● ENTRIES SHOWN:
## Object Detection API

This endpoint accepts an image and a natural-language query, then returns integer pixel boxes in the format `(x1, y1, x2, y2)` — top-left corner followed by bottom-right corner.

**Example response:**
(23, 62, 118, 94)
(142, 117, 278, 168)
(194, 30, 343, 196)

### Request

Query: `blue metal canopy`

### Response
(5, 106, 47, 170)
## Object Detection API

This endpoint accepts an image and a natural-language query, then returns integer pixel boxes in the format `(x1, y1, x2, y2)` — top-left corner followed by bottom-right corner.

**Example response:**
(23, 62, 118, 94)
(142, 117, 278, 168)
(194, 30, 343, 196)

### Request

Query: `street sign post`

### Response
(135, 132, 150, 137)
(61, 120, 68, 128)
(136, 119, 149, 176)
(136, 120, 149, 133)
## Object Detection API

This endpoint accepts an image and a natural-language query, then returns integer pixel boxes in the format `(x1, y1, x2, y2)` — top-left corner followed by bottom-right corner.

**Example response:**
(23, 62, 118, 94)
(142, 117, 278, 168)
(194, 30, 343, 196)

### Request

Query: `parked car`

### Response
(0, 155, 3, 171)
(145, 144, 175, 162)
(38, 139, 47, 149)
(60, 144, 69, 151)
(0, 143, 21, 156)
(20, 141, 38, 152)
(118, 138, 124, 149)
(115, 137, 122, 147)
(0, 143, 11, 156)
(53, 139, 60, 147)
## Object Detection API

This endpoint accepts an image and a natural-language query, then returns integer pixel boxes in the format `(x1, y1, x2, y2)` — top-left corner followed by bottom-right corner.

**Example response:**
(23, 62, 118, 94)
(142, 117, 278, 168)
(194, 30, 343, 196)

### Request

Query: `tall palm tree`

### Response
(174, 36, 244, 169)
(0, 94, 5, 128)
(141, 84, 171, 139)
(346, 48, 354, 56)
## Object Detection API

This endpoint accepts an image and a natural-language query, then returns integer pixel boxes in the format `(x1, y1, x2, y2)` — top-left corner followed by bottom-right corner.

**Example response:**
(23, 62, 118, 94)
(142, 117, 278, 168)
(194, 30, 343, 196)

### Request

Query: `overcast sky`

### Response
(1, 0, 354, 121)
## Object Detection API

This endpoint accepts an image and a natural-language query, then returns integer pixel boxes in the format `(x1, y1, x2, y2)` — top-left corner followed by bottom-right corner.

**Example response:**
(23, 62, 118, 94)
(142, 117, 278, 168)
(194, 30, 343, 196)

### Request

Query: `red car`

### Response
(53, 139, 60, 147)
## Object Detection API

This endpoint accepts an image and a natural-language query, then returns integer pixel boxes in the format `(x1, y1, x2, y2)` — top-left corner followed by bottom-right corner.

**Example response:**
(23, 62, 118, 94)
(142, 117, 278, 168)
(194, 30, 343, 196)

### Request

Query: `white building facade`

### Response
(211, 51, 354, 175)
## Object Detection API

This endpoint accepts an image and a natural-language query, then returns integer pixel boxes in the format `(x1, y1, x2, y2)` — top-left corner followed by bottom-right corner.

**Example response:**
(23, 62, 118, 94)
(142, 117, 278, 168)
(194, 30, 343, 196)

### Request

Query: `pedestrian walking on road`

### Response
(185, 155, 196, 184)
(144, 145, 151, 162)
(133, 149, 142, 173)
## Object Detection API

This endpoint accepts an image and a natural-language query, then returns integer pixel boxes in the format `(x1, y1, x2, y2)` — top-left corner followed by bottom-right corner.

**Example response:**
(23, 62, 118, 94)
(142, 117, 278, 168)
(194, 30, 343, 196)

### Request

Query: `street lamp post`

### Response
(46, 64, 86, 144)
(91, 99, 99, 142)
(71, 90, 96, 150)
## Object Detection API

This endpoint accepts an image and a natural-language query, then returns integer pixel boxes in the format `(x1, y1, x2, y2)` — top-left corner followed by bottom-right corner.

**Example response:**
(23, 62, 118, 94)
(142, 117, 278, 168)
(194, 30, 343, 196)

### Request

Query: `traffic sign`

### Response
* * *
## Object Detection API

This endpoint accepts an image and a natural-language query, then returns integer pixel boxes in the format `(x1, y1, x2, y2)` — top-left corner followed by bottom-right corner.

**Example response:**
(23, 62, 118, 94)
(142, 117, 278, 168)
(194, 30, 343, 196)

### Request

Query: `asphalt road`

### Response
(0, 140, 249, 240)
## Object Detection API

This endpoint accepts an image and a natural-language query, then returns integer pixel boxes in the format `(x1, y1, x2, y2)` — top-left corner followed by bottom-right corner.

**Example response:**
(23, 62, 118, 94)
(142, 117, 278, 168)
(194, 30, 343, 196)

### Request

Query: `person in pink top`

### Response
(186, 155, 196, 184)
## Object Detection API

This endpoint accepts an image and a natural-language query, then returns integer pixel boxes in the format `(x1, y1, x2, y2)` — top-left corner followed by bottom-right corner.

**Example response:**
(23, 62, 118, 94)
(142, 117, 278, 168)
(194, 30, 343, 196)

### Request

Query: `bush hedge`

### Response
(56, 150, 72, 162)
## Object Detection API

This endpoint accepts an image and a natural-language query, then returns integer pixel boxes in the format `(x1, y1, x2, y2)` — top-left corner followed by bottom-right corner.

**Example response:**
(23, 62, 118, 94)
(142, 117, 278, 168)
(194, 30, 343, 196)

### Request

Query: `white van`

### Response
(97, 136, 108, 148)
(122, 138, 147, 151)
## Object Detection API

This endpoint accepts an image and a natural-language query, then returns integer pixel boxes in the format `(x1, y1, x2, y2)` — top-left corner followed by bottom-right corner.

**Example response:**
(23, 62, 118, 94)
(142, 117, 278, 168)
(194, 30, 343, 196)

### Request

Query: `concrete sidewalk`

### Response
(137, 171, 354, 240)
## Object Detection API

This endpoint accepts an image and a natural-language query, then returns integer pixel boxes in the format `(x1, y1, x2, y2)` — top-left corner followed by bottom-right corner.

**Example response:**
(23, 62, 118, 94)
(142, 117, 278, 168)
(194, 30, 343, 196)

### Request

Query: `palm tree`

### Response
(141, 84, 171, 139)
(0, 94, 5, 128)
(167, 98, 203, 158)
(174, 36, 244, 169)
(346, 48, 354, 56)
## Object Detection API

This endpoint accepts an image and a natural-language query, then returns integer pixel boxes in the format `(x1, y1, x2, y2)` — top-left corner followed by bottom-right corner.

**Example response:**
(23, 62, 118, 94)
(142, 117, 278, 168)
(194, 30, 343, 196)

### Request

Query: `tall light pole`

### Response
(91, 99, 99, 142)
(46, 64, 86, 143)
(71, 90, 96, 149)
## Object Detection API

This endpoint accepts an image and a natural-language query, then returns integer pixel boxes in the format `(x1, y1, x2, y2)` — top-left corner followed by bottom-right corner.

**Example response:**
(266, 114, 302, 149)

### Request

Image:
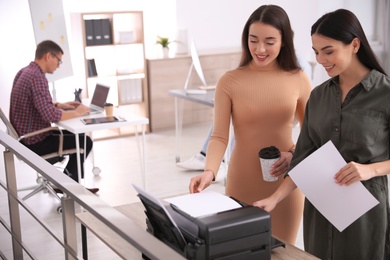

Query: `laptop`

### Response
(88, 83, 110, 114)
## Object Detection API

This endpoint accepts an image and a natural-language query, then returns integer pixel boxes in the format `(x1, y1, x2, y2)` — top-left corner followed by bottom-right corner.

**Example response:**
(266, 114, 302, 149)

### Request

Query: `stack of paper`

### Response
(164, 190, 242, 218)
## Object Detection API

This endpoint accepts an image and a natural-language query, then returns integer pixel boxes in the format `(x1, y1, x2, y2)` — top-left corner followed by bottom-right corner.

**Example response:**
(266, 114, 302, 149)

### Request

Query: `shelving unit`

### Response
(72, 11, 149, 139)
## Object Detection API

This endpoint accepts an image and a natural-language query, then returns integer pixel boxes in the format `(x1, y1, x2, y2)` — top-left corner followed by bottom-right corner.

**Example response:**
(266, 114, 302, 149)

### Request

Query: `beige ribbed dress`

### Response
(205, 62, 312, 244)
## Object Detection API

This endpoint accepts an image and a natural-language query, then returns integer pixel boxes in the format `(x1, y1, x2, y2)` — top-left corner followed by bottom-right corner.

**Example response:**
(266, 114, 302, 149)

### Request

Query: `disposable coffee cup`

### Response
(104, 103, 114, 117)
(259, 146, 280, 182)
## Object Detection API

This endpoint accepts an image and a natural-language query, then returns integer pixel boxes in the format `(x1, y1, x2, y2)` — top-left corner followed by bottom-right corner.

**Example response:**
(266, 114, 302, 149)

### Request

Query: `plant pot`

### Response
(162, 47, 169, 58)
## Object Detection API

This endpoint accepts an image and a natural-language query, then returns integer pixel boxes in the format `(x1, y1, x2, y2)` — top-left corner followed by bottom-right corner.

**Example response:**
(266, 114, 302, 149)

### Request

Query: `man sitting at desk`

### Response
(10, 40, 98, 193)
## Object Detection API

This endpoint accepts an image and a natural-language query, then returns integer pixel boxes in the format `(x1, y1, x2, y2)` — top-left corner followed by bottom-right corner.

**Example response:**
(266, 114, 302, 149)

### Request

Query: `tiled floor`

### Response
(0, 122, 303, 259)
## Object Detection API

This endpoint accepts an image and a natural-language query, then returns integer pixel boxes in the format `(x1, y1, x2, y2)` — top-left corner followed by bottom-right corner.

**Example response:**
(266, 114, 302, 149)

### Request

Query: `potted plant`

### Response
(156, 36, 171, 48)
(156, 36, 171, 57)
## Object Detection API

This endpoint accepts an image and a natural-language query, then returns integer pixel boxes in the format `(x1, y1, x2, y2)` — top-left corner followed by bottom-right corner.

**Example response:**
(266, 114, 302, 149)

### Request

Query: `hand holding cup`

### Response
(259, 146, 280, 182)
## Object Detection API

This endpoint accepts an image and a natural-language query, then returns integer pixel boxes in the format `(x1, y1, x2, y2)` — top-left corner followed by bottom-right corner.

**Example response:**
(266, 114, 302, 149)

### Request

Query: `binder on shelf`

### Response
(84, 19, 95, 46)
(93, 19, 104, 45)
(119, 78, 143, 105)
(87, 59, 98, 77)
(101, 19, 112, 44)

● TASK: Your reply should consist of one number: how many lines of the material above include the word "white".

● ANSWER SPACE: 2